* **Work instruction**
Everything in the listing except the pictures should be written out exactly.

== Data for processing

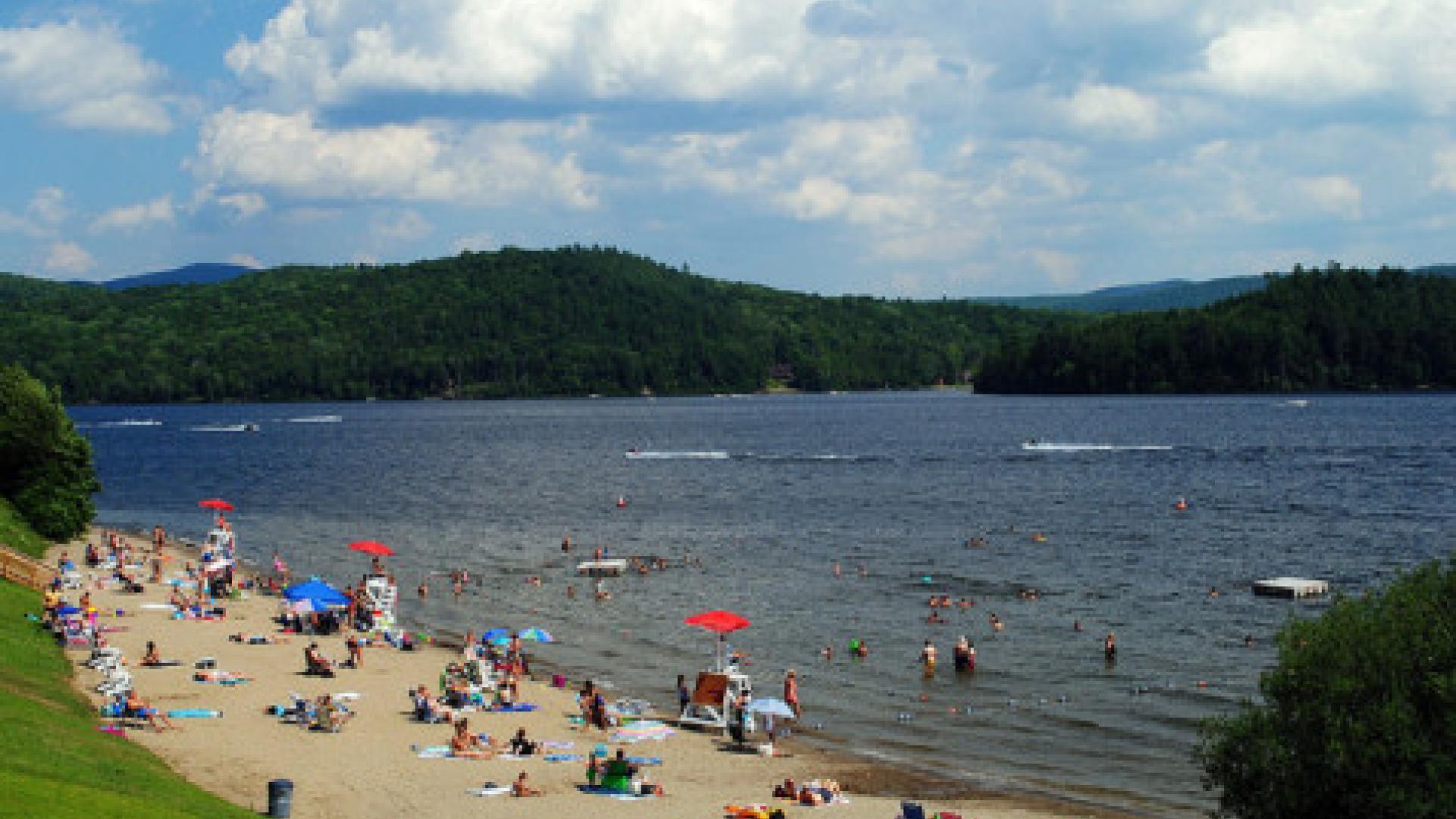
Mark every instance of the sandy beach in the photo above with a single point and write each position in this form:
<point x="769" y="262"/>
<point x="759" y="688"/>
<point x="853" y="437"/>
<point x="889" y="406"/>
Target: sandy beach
<point x="369" y="768"/>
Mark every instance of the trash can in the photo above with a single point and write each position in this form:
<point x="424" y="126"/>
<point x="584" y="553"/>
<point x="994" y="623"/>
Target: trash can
<point x="280" y="799"/>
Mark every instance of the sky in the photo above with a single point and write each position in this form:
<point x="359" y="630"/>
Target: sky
<point x="893" y="148"/>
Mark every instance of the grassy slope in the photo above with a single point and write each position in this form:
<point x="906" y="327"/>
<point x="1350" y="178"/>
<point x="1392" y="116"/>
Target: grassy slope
<point x="55" y="763"/>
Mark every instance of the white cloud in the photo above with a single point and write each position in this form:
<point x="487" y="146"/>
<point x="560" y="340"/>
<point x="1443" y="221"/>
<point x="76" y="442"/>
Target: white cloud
<point x="1331" y="194"/>
<point x="49" y="206"/>
<point x="491" y="164"/>
<point x="476" y="242"/>
<point x="245" y="260"/>
<point x="1114" y="111"/>
<point x="134" y="216"/>
<point x="1445" y="177"/>
<point x="82" y="76"/>
<point x="324" y="52"/>
<point x="243" y="205"/>
<point x="69" y="259"/>
<point x="1060" y="268"/>
<point x="1318" y="52"/>
<point x="12" y="223"/>
<point x="403" y="226"/>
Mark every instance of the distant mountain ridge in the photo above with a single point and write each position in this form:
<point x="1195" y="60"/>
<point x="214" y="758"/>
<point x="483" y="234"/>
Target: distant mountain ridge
<point x="1166" y="295"/>
<point x="200" y="273"/>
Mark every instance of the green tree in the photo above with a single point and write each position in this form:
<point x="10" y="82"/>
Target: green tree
<point x="1359" y="714"/>
<point x="46" y="465"/>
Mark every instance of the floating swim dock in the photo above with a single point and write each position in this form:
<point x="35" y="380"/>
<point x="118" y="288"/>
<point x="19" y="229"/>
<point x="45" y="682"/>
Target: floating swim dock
<point x="1291" y="588"/>
<point x="607" y="567"/>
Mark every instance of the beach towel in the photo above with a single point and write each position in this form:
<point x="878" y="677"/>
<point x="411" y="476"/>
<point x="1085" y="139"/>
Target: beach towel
<point x="642" y="730"/>
<point x="613" y="793"/>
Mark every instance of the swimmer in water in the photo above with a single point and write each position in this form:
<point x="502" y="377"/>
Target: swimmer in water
<point x="928" y="657"/>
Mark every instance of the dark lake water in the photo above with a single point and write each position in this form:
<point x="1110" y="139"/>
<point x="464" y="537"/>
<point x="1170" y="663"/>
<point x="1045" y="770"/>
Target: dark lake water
<point x="1343" y="488"/>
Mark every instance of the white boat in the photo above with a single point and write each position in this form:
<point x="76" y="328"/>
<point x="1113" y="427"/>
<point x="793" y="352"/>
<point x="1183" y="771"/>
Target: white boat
<point x="601" y="567"/>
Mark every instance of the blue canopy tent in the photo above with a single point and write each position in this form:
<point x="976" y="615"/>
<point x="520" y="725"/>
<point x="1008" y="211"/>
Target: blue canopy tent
<point x="318" y="592"/>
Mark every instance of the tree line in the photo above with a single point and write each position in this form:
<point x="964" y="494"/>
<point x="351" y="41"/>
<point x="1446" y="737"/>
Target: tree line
<point x="1310" y="330"/>
<point x="582" y="321"/>
<point x="571" y="321"/>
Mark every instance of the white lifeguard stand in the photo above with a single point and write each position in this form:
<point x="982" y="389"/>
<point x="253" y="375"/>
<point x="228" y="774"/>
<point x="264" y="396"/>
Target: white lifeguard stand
<point x="382" y="596"/>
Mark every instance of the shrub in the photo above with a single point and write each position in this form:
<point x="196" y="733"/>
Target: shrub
<point x="1359" y="714"/>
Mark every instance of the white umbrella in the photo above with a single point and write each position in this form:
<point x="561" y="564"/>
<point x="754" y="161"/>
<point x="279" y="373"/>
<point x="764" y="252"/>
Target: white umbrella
<point x="770" y="707"/>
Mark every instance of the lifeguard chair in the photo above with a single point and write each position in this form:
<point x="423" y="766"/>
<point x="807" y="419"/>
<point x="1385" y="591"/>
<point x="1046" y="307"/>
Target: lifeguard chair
<point x="382" y="596"/>
<point x="712" y="698"/>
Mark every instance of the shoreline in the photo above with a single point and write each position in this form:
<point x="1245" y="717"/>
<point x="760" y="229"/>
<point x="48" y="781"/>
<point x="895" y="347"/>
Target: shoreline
<point x="874" y="784"/>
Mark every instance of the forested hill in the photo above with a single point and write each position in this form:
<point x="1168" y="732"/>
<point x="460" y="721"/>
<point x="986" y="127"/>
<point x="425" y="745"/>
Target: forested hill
<point x="1310" y="330"/>
<point x="514" y="322"/>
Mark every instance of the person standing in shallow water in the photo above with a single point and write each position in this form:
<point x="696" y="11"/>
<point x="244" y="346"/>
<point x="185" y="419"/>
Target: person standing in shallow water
<point x="965" y="654"/>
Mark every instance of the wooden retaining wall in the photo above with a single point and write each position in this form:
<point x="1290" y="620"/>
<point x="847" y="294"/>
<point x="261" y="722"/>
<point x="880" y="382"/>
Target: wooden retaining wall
<point x="25" y="570"/>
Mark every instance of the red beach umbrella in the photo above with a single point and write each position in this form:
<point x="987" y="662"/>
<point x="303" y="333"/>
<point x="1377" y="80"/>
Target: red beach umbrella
<point x="718" y="621"/>
<point x="372" y="548"/>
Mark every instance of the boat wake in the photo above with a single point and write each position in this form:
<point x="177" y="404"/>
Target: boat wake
<point x="127" y="423"/>
<point x="1049" y="447"/>
<point x="224" y="428"/>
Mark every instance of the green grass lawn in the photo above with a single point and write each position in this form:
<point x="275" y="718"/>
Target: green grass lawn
<point x="55" y="761"/>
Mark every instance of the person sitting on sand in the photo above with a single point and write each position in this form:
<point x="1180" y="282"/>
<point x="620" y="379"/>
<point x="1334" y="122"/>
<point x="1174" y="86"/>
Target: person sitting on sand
<point x="256" y="639"/>
<point x="466" y="745"/>
<point x="523" y="746"/>
<point x="331" y="716"/>
<point x="316" y="662"/>
<point x="427" y="710"/>
<point x="522" y="787"/>
<point x="139" y="707"/>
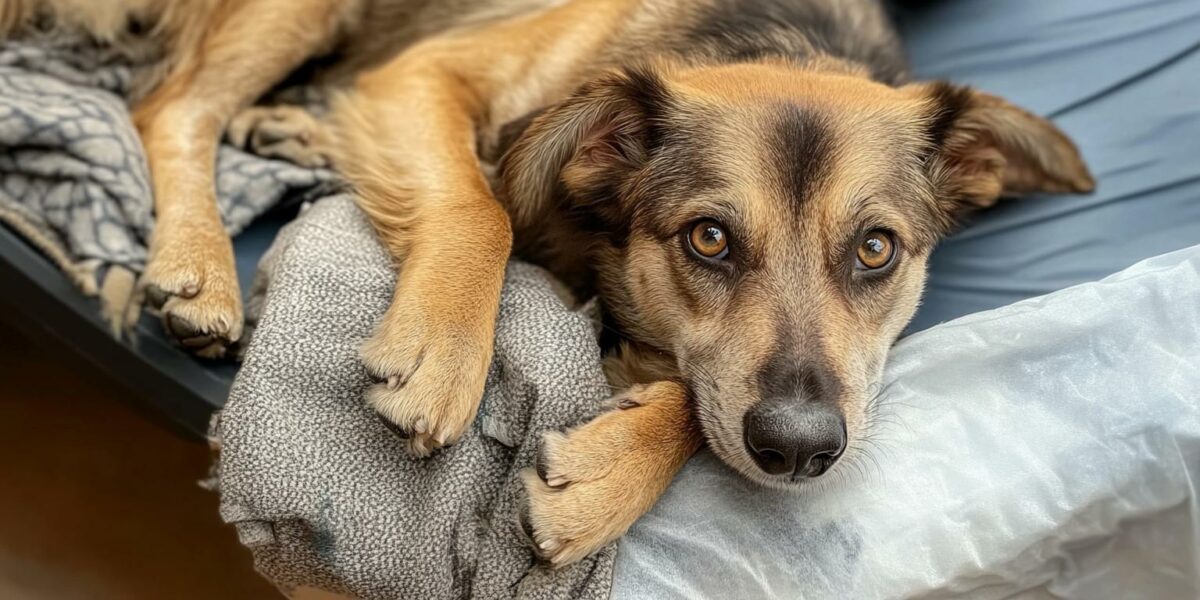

====

* **Answer to this problem**
Mark every instance of the sandy beach in the photo above with a single point and write each position in this form:
<point x="769" y="262"/>
<point x="759" y="688"/>
<point x="853" y="437"/>
<point x="889" y="406"/>
Target: sandy beach
<point x="369" y="768"/>
Mark every instance of the trash can in the photo above with a single point and write each position in this form:
<point x="424" y="126"/>
<point x="584" y="553"/>
<point x="994" y="623"/>
Target: trash can
<point x="280" y="799"/>
Mark every instance of the sky in the photo above with a single point and write each position in this form:
<point x="359" y="630"/>
Target: sky
<point x="893" y="148"/>
Mark every instance of the grassy slope in the photo above with a single point and write each position in this form:
<point x="906" y="327"/>
<point x="1350" y="178"/>
<point x="1392" y="116"/>
Target: grassy slope
<point x="55" y="763"/>
Mark every instance of the white cloud in the photo above with a single point and write each position in this form:
<point x="487" y="146"/>
<point x="560" y="340"/>
<point x="1443" y="221"/>
<point x="76" y="442"/>
Target: white cloud
<point x="1331" y="194"/>
<point x="49" y="206"/>
<point x="491" y="164"/>
<point x="476" y="242"/>
<point x="245" y="260"/>
<point x="1114" y="111"/>
<point x="134" y="216"/>
<point x="1445" y="177"/>
<point x="82" y="76"/>
<point x="324" y="52"/>
<point x="243" y="205"/>
<point x="69" y="259"/>
<point x="1060" y="268"/>
<point x="1318" y="52"/>
<point x="12" y="223"/>
<point x="403" y="226"/>
Mark every instance of the distant mountain ridge in the photo above with a single point and write each position in this form:
<point x="1195" y="60"/>
<point x="214" y="758"/>
<point x="483" y="234"/>
Target: distant mountain ridge
<point x="1166" y="295"/>
<point x="200" y="273"/>
Mark every instance of the green tree in the photo above with a single point and write each position in this form:
<point x="10" y="82"/>
Target: green tree
<point x="1359" y="714"/>
<point x="46" y="465"/>
Mark every instance of the floating swim dock in the photo above with a single point and write each position in this form:
<point x="35" y="380"/>
<point x="118" y="288"/>
<point x="19" y="229"/>
<point x="45" y="682"/>
Target: floating swim dock
<point x="1291" y="588"/>
<point x="607" y="567"/>
Mark every instance of the beach towel in the photo above with a single point and write each position in this form:
<point x="878" y="677"/>
<point x="411" y="476"/>
<point x="1085" y="139"/>
Target: beach towel
<point x="642" y="730"/>
<point x="613" y="793"/>
Mark every instance of the swimmer in water in the photo above with a single point and write each position in this form:
<point x="502" y="377"/>
Target: swimmer in water
<point x="928" y="657"/>
Mark every instance of the dark lake water in the photo above with a single point and write each position in this form:
<point x="1110" y="139"/>
<point x="464" y="537"/>
<point x="1170" y="663"/>
<point x="1045" y="770"/>
Target: dark lake water
<point x="1343" y="488"/>
Mark every instance of the white boat in the photo above with a single point and write each position in this form:
<point x="76" y="328"/>
<point x="1113" y="427"/>
<point x="793" y="352"/>
<point x="1183" y="771"/>
Target: white boat
<point x="601" y="567"/>
Mark every instance of the blue canopy tent in the photo above with a single point and write each position in this form:
<point x="976" y="615"/>
<point x="520" y="725"/>
<point x="1008" y="211"/>
Target: blue canopy tent
<point x="318" y="592"/>
Mark every instance of the tree line in the photo above with a single point and write each position in this form:
<point x="964" y="494"/>
<point x="351" y="41"/>
<point x="1446" y="737"/>
Target: tree line
<point x="1310" y="330"/>
<point x="582" y="321"/>
<point x="571" y="321"/>
Mark every instance of the white lifeguard stand in the photo above with a single point and write each position in this form:
<point x="982" y="389"/>
<point x="253" y="375"/>
<point x="228" y="774"/>
<point x="264" y="396"/>
Target: white lifeguard stand
<point x="382" y="596"/>
Mark every instance of the shrub in the photo above with a single point and write each position in this form:
<point x="196" y="733"/>
Target: shrub
<point x="1359" y="714"/>
Mark every instance of the white umbrella in the photo above with a single point and write each position in this form:
<point x="561" y="564"/>
<point x="754" y="161"/>
<point x="279" y="373"/>
<point x="764" y="252"/>
Target: white umbrella
<point x="770" y="707"/>
Mark every instance of the lifeguard chair in the photo above with a single point and write each position in this form:
<point x="423" y="766"/>
<point x="807" y="419"/>
<point x="1385" y="591"/>
<point x="1046" y="307"/>
Target: lifeguard chair
<point x="382" y="596"/>
<point x="712" y="698"/>
Mark every instance of the shoreline in the photo above with a single point and write each position in this form:
<point x="1245" y="717"/>
<point x="760" y="229"/>
<point x="48" y="781"/>
<point x="895" y="347"/>
Target: shoreline
<point x="874" y="784"/>
Mark every instance of the forested hill in the photo above with a single point and write each position in this form:
<point x="1168" y="732"/>
<point x="460" y="721"/>
<point x="986" y="127"/>
<point x="425" y="745"/>
Target: forested hill
<point x="1310" y="330"/>
<point x="514" y="322"/>
Mark every instance of the person standing in shallow water in the photo above with a single point and write each position in this form:
<point x="696" y="11"/>
<point x="244" y="346"/>
<point x="185" y="419"/>
Target: person standing in shallow water
<point x="965" y="654"/>
Mark every instance of the wooden retaining wall in the photo above with a single point and write each position in this form:
<point x="1290" y="620"/>
<point x="847" y="294"/>
<point x="261" y="722"/>
<point x="880" y="382"/>
Target: wooden retaining wall
<point x="25" y="570"/>
Mark every instance of the red beach umbrella in the photo above with a single point and write each position in this form:
<point x="987" y="662"/>
<point x="303" y="333"/>
<point x="1377" y="80"/>
Target: red beach umbrella
<point x="718" y="621"/>
<point x="372" y="548"/>
Mark every instance of the boat wake in the photo above with a single point and write each position in this form:
<point x="177" y="404"/>
Target: boat wake
<point x="127" y="423"/>
<point x="1049" y="447"/>
<point x="224" y="428"/>
Mark every instance of the green grass lawn in the photo above with a single point and write each position in this form:
<point x="275" y="718"/>
Target: green grass lawn
<point x="55" y="761"/>
Mark every instance of the person sitting on sand in the photo above with a single point and write each position in this form:
<point x="1180" y="282"/>
<point x="620" y="379"/>
<point x="1334" y="122"/>
<point x="1174" y="86"/>
Target: person sitting on sand
<point x="256" y="639"/>
<point x="466" y="745"/>
<point x="523" y="746"/>
<point x="331" y="716"/>
<point x="316" y="662"/>
<point x="427" y="710"/>
<point x="522" y="787"/>
<point x="139" y="707"/>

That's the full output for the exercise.